(Referring expression pointing data)

%%

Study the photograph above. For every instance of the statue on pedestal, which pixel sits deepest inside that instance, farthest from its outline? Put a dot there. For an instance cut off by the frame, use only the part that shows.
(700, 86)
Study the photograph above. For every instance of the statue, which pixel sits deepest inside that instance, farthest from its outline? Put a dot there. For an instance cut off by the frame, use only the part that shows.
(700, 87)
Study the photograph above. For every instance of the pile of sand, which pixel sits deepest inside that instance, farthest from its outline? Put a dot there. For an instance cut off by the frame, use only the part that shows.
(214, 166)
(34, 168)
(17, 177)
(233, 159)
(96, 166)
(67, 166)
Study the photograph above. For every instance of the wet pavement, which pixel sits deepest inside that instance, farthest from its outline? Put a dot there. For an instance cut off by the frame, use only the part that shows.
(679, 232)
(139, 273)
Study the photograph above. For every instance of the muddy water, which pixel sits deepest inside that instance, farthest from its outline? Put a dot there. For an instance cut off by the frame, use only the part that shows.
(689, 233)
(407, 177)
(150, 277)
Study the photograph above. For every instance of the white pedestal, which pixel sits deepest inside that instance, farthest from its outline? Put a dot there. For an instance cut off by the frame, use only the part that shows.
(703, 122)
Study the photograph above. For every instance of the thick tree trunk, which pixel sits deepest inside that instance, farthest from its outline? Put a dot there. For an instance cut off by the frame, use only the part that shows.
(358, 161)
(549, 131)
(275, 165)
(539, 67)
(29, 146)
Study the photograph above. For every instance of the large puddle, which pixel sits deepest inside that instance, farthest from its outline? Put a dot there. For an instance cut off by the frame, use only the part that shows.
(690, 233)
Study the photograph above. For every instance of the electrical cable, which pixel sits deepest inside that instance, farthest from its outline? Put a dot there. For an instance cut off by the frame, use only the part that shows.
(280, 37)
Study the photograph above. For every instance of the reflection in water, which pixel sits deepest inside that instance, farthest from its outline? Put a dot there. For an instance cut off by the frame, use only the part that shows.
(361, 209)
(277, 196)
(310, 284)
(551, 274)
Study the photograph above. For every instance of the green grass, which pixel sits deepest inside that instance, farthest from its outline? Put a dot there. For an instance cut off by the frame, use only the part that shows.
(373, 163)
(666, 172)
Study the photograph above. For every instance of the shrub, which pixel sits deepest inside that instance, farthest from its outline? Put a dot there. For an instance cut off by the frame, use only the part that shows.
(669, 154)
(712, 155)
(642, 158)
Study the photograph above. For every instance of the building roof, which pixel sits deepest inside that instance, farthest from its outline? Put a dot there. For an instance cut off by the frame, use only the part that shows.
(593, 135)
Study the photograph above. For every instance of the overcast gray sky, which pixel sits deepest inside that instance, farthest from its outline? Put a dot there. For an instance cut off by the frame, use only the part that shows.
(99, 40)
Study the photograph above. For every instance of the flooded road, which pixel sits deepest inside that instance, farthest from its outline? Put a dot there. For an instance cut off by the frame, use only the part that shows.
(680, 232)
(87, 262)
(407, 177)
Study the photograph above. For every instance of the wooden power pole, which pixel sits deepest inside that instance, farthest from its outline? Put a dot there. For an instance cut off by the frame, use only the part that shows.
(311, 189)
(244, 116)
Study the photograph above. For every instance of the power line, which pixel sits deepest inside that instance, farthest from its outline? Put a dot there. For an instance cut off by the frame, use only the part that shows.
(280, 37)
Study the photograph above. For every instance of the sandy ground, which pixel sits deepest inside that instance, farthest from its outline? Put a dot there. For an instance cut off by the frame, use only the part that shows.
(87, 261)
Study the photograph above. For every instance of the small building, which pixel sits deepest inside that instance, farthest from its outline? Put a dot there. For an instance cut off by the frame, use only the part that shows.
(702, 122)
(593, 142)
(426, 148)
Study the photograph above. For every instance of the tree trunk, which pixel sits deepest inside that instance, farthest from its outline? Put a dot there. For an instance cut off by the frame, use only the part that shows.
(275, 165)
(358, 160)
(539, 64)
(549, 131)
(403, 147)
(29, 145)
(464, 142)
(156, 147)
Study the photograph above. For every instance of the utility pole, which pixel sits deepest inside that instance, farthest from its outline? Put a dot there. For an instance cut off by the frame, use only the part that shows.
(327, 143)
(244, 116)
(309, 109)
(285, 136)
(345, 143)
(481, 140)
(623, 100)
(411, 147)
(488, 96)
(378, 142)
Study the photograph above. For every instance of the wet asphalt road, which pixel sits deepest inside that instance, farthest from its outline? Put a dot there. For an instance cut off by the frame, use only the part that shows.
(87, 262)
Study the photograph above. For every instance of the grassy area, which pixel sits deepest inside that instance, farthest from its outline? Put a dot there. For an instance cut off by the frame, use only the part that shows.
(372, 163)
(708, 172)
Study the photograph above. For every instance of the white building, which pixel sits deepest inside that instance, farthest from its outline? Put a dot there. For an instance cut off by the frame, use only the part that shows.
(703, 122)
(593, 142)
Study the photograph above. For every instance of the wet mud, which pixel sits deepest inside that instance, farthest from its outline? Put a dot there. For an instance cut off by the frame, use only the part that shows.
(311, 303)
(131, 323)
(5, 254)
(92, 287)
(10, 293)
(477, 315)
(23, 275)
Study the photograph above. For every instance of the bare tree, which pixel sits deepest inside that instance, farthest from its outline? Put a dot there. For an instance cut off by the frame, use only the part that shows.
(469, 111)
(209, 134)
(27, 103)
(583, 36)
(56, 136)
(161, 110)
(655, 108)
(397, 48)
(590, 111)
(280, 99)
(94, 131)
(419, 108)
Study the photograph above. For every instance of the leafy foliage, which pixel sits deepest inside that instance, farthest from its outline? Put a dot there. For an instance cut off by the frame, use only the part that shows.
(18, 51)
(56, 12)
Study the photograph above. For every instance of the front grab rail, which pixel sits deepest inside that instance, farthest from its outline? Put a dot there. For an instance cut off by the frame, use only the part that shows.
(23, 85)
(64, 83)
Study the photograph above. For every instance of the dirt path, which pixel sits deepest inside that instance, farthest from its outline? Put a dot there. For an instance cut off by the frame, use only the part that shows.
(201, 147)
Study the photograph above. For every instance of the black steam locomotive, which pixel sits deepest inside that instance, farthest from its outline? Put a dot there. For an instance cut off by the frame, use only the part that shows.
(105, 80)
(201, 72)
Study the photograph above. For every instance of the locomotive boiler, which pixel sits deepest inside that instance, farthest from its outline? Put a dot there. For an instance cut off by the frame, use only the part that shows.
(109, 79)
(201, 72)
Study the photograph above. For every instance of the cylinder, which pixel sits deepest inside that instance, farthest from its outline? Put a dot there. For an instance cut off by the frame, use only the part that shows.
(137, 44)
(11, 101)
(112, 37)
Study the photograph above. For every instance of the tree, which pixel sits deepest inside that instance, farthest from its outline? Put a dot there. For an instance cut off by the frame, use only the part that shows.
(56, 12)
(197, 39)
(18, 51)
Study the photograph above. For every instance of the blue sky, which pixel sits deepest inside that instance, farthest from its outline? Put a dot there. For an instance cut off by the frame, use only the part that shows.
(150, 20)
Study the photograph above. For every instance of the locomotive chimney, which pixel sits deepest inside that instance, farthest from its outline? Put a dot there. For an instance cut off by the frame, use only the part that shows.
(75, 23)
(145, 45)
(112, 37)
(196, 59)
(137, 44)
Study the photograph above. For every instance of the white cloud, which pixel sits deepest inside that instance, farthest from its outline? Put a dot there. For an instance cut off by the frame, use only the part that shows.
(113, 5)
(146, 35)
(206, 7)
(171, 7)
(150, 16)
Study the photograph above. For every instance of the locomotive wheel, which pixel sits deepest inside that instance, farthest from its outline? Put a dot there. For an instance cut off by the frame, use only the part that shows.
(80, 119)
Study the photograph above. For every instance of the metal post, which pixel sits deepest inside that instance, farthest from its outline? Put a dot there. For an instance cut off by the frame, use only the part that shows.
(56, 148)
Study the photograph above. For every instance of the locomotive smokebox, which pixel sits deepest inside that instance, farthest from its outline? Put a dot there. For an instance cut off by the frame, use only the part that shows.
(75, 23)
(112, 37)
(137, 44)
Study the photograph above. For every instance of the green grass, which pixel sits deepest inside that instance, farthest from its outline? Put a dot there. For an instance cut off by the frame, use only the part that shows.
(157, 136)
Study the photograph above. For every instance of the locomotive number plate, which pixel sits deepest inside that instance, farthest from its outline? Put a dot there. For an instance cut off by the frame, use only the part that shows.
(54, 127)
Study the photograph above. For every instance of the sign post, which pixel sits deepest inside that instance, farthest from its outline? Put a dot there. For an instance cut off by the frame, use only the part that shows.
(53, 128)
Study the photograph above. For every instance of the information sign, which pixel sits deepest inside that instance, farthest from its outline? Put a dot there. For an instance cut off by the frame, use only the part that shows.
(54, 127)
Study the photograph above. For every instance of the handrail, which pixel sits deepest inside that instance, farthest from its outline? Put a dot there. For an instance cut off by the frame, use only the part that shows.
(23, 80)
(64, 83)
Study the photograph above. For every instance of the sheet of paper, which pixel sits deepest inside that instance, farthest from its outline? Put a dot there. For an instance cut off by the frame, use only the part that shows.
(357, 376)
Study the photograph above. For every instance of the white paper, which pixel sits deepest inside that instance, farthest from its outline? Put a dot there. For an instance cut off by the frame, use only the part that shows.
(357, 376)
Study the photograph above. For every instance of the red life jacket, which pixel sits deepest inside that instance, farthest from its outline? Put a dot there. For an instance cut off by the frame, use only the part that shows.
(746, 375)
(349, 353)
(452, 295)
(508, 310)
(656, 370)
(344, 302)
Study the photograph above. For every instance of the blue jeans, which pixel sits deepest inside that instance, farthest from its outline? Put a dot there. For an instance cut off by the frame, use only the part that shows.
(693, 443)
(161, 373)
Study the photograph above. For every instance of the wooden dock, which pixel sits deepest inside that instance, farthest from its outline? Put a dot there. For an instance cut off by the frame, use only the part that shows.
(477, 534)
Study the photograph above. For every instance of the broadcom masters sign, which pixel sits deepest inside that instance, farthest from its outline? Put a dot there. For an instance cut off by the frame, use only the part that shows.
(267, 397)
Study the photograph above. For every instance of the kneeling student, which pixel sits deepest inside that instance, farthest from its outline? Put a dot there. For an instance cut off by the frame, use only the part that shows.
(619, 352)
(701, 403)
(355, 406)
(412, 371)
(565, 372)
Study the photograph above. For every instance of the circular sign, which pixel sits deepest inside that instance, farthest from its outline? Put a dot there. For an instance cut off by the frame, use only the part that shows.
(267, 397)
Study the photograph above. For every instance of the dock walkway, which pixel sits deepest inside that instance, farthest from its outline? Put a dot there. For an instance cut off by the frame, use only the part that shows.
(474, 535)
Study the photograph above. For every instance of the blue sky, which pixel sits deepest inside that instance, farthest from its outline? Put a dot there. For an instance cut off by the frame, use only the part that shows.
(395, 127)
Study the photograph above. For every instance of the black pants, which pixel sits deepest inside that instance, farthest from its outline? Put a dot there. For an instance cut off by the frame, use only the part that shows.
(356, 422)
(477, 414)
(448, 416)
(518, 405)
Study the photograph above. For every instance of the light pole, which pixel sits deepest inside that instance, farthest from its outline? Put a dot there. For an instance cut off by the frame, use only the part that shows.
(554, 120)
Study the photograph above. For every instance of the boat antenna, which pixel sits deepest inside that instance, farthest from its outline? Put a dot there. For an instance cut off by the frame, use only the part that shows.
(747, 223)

%%

## EXERCISE DETAILS
Reproduce nothing but the lines from the line containing "Study the photograph above. For every instance of the dock" to the last line of the data, each exactly as written.

## COMPLETED EXERCISE
Study the photograph above. For every instance of the dock walkway, which pixel sits deepest inside that instance, farthest from its outline? Put a dot there. For an instance cut off by the frame, use only the part that shows.
(474, 535)
Study the photograph above. For every instance of the blue sky, which pixel sits deepest inside that instance, farthest from its outline? Put a dot there. For an instance cut off by the frame, use only the part that shows.
(395, 127)
Study the photograph above. For every instance of the black pants, which pixel sits deepest inside that instance, farthest from its outline? Put a dot there. For an instance cut off by the frame, use only the part that shows.
(356, 422)
(477, 414)
(448, 416)
(518, 405)
Study the photograph above. For every instance of the light pole, which pixel sits deepest inside that instance, farthest from its outline? Put a dot there. For an instance cut off by the frame, use only the part that shows.
(554, 120)
Study the photograph above. For every instance of the boat antenna, which pixel sits deepest inside that instance, farthest from its outline? Put a dot there. For an instance cut off by the frame, use only the part that shows.
(747, 223)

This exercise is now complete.